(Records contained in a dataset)
———

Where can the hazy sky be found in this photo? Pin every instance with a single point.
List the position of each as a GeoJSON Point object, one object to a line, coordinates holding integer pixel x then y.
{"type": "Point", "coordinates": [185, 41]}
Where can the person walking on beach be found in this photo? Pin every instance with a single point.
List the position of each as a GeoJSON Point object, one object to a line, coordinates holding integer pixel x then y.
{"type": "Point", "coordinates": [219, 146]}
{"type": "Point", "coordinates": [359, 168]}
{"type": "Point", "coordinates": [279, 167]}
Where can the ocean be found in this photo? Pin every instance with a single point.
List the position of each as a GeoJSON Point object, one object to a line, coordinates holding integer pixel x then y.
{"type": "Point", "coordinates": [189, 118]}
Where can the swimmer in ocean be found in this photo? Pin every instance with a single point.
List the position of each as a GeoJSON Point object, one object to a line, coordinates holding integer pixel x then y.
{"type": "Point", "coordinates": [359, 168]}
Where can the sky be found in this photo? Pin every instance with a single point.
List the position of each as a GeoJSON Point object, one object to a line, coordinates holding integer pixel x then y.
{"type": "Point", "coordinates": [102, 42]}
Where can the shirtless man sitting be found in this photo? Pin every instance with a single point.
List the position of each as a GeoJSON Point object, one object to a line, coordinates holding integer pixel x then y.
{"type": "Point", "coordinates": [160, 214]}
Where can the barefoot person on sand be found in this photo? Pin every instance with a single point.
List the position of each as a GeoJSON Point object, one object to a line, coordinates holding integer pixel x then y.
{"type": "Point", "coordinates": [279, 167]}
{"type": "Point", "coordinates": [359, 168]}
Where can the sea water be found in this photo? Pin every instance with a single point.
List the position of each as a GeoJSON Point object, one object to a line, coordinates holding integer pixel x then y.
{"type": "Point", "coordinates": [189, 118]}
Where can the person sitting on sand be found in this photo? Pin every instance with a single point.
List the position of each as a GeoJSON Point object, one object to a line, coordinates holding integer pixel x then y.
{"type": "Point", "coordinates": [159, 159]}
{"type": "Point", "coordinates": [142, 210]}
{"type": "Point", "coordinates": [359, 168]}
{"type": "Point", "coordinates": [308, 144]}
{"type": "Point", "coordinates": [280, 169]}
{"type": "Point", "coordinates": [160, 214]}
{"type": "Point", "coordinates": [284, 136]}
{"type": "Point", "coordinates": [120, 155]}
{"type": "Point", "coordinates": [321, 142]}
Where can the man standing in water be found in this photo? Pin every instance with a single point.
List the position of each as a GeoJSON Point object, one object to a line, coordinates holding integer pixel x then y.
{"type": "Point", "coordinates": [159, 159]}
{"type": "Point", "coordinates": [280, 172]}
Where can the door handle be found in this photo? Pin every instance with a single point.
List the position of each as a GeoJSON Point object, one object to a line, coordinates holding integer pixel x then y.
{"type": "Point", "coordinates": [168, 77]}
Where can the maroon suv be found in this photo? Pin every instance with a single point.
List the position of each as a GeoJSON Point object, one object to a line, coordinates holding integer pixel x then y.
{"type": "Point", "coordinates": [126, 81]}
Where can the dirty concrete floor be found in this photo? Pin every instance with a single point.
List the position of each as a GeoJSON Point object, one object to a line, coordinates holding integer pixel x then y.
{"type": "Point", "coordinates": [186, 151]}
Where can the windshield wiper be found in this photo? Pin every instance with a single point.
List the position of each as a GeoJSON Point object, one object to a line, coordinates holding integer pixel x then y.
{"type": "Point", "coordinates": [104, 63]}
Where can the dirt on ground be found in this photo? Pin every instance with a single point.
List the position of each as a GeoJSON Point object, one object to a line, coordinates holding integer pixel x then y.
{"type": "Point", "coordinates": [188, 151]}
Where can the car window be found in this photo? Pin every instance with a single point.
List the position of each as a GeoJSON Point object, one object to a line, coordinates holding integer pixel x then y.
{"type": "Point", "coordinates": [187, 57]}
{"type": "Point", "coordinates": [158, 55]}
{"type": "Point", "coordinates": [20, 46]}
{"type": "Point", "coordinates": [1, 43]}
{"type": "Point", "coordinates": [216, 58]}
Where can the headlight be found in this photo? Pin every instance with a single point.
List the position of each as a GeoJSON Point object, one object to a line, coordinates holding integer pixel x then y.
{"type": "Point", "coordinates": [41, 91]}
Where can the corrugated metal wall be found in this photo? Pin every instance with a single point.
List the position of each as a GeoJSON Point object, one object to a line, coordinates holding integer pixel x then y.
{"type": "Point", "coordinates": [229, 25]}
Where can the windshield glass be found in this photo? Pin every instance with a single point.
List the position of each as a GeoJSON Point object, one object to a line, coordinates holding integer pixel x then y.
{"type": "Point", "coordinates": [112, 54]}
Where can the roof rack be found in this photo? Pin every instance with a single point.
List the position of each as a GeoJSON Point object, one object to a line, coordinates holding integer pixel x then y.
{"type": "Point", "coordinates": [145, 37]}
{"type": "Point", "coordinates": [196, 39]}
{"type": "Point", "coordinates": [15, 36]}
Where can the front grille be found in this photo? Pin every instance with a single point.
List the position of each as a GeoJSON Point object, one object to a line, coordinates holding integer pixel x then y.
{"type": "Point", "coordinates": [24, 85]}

———

→ **Work item**:
How many lines of the entries contain the string "sand"? Answer with a number and no other words.

→ **Solution to this problem**:
2